- Exercise description -
Copy out all the lines of the data precisely, omitting any pictures.

________________________________________

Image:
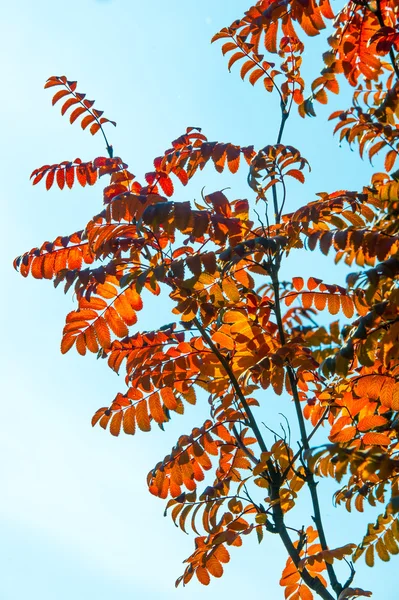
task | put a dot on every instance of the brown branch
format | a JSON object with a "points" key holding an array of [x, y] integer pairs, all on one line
{"points": [[312, 484]]}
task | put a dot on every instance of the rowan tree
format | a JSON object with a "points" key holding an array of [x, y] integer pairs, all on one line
{"points": [[239, 329]]}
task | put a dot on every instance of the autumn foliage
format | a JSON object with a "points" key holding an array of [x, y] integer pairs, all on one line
{"points": [[238, 328]]}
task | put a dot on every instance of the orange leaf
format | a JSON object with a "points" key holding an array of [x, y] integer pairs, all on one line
{"points": [[297, 282], [102, 332], [203, 576], [116, 422], [142, 418], [376, 439], [371, 422], [129, 421]]}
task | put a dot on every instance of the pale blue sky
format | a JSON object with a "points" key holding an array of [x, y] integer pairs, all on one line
{"points": [[76, 518]]}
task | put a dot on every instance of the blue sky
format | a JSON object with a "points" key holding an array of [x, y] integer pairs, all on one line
{"points": [[76, 518]]}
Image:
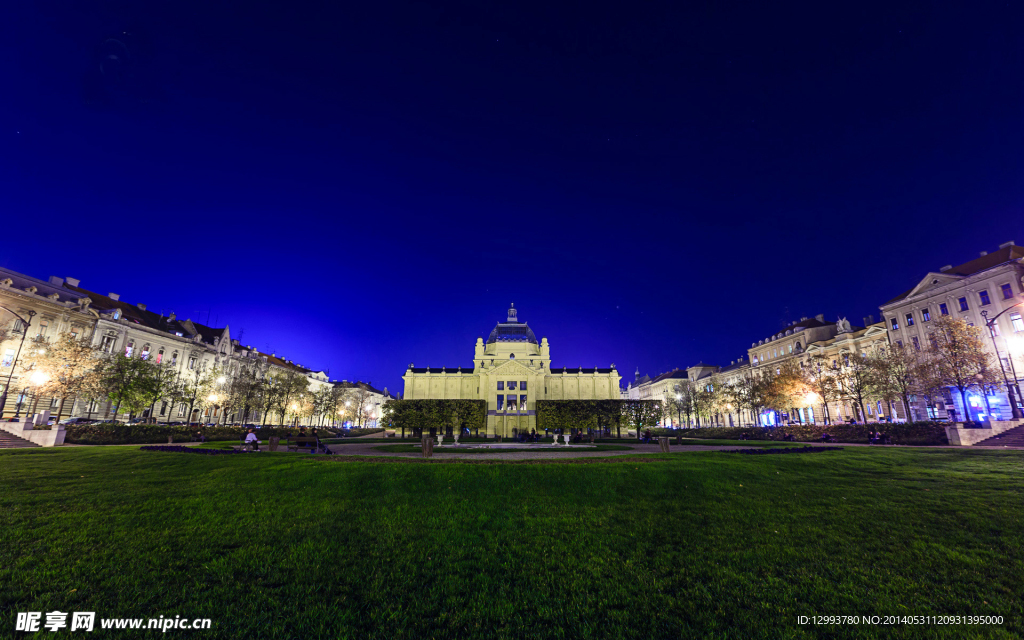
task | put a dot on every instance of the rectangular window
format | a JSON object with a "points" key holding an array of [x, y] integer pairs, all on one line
{"points": [[1015, 320]]}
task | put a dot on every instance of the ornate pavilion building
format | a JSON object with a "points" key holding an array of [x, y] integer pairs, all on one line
{"points": [[511, 371]]}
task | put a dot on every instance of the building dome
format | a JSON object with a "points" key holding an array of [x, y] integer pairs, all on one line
{"points": [[512, 331]]}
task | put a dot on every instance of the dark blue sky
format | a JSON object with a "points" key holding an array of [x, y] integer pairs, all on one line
{"points": [[364, 186]]}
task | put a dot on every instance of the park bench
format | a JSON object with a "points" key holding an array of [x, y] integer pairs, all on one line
{"points": [[295, 443]]}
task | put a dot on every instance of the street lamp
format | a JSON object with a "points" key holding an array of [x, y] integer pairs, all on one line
{"points": [[25, 332], [1015, 411]]}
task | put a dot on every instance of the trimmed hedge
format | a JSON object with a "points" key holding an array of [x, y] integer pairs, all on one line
{"points": [[118, 433], [906, 433]]}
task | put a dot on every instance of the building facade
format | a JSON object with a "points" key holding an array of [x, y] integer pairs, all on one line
{"points": [[989, 287], [511, 371]]}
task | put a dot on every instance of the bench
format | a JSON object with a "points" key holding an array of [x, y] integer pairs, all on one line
{"points": [[295, 443]]}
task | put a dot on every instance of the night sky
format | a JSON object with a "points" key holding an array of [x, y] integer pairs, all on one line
{"points": [[360, 186]]}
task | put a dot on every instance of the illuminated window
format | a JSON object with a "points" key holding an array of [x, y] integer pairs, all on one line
{"points": [[1015, 320]]}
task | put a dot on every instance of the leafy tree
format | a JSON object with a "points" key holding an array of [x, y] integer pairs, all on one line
{"points": [[194, 386], [74, 368], [641, 414], [855, 381], [128, 382], [819, 376], [957, 358]]}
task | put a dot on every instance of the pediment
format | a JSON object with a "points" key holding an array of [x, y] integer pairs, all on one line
{"points": [[933, 281], [511, 368]]}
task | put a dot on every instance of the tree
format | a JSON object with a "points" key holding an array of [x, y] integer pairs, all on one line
{"points": [[855, 380], [819, 376], [127, 382], [957, 358], [73, 367], [194, 386], [897, 373], [641, 414]]}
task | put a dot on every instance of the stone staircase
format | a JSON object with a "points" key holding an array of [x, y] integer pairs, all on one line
{"points": [[9, 440], [1013, 437]]}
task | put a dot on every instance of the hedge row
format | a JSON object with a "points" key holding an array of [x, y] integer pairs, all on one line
{"points": [[899, 433], [117, 433]]}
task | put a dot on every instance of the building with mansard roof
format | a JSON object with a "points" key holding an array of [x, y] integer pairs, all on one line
{"points": [[511, 371]]}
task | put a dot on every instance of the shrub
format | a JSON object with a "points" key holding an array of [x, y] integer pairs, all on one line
{"points": [[118, 433], [899, 433]]}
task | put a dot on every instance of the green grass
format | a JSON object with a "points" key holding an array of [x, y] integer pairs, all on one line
{"points": [[654, 546], [407, 449]]}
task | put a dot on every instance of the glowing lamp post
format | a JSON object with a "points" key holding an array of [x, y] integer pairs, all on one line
{"points": [[25, 332], [991, 334]]}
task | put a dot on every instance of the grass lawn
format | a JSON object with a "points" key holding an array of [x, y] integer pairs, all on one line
{"points": [[406, 449], [657, 546]]}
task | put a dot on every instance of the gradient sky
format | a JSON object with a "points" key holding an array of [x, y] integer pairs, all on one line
{"points": [[360, 186]]}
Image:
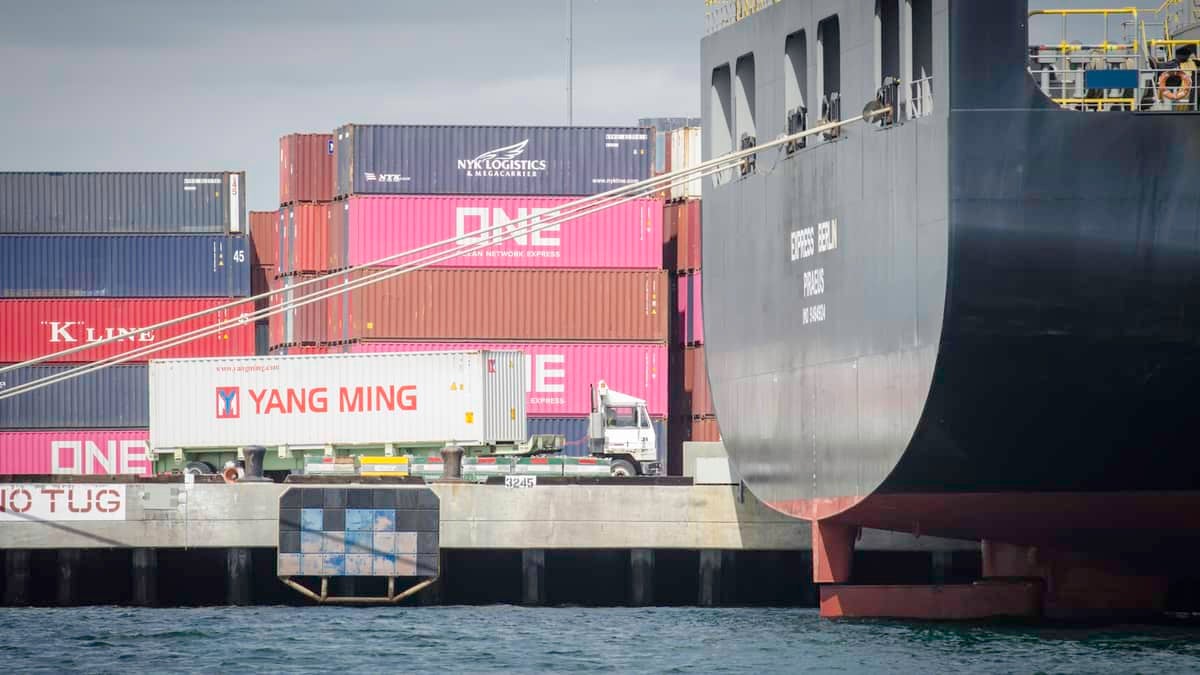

________________________________________

- Exercise response -
Image:
task | put a dot on every instance of the brown branch
format | a JSON object with a "points" key holding an array of [x, y] integer pairs, all on one line
{"points": [[312, 484]]}
task | put a dot on every instance of the rowan tree
format | a JSON object with a "points" key holding an array of [x, y] integer pairs, all on one line
{"points": [[239, 329]]}
task | put a dot on every instance of the autumn foliage
format | a JSON object with a "points" key holding an array of [x, y] integer pairs, all on one line
{"points": [[238, 328]]}
task | put a dot on every instance of the orange leaf
format | a JSON object with a "points" key holding an array of [x, y] integer pairs, all on one line
{"points": [[297, 282], [102, 332], [203, 576], [116, 422], [142, 418], [376, 439], [371, 422], [129, 421]]}
task | put a dot on every instance of the pale blue sky
format | a JSON object with a "points" key holding an array of [x, y] integer pairs, all on one line
{"points": [[76, 518]]}
task | put a dot on every instance of the blue sky
format | a JSON object with a "points" key holding an array of [x, y] integer pairs, all on one line
{"points": [[76, 518]]}
Image:
task | put a dot on every instance of the rectangular window
format | a JSON object with a "points" key holding an array of [x, y] integer pairs, all on one line
{"points": [[1015, 320]]}
task | put a dot on every instance of the ornate pavilion building
format | a JSON object with a "points" key holding an array of [x, y] integer pairs, all on one line
{"points": [[511, 371]]}
task | put a dot on every instance of the building dome
format | a JSON object with a "points" key holding an array of [x, y] integer pairs, all on one line
{"points": [[512, 331]]}
task | put a dot on every instance of the dark blue sky
format | a JSON object with a "points" key holding an array of [x, y] integer pairs, all on one line
{"points": [[364, 186]]}
task | put a dot on every instance of the park bench
format | a JSON object with a "points" key holding an array of [x, y] integer pairs, all on one line
{"points": [[295, 443]]}
task | put a dot on every instance of the street lamp
format | a JSON object with a "points" key holding an array of [x, y] integer pairs, all on one line
{"points": [[25, 332], [1015, 411]]}
task | put a dot on every instance of the trimmed hedge
format | a JSON object with a "points" key holding an array of [x, y] integer pairs, all on one line
{"points": [[118, 433], [906, 433]]}
task | put a dot on every instance of the building facade
format | a JSON object with a "points" key holding an array of [x, y] integer pairs, all on one line
{"points": [[989, 287], [511, 371]]}
task | put a dot on every instance of the bench
format | a JSON object with a "points" key holding an array of [x, y] integer pairs, all on one line
{"points": [[295, 443]]}
task | put a dot on every instance of the night sky
format | a JSON object with a "points" key holding an array of [x, y] integer pairs, all on one line
{"points": [[360, 186]]}
task | put a dot on every instance of the illuminated window
format | a JSON object with a "points" key holding an array of [x, y] integer pairs, all on one line
{"points": [[1015, 320]]}
task | put a dot on every instance of the leafy tree
format | a JSON object with a "points" key holding an array of [x, y] integer pairs, all on one line
{"points": [[194, 386], [74, 368], [641, 414], [855, 381], [128, 382], [819, 376], [957, 358]]}
task | put a dot on every instance of the pediment
format | a JSON object with a "points" key holding an array of [x, y] integer pairs, all on one line
{"points": [[933, 281], [511, 368]]}
task | put a dot on every instance of the tree
format | a JSON object with a "points" key holding an array of [x, y] integer pairs, all on one line
{"points": [[855, 380], [819, 376], [127, 382], [957, 358], [73, 367], [194, 386], [897, 373], [641, 414]]}
task | put a dot on every instance of the stone staircase
format | a JSON object with a "points" key holding an array of [x, y] integer pairs, all on one line
{"points": [[9, 440], [1013, 437]]}
task | put a dot on every instance of the hedge row
format | a JSON object with a "points" key holding an array of [x, y] integer pairs, all on one line
{"points": [[899, 433], [117, 433]]}
task | put a dot on every instance of the building with mansard roof
format | a JSON object with a "points" key holding an array of [x, y] integer pairs, all on one line
{"points": [[511, 371]]}
task | put a dot on every instance of the shrub
format | a JSON object with a "points" key holding an array of [x, y] integer pairs, all on one line
{"points": [[118, 433], [899, 433]]}
task | put a dot on every instance of the green grass
format | a JSON object with a "points" key holding an array of [x, y] integer pairs, all on one line
{"points": [[654, 546], [407, 449]]}
task | put a dot on every instance of the glowing lamp post
format | a JSON object with a "points" key holding an array of [x, y] integer pairs, all on one line
{"points": [[25, 332], [991, 334]]}
task | put a dot on every instance of the grass lawn
format | a JSON object with a "points" key holding an array of [x, y] integer pairs, all on one line
{"points": [[406, 449], [657, 546]]}
task | put a dot on every instance of the gradient sky
format | a JSON object with a "points" key holding an array of [x, y] integer pairs, all on one line
{"points": [[360, 186]]}
Image:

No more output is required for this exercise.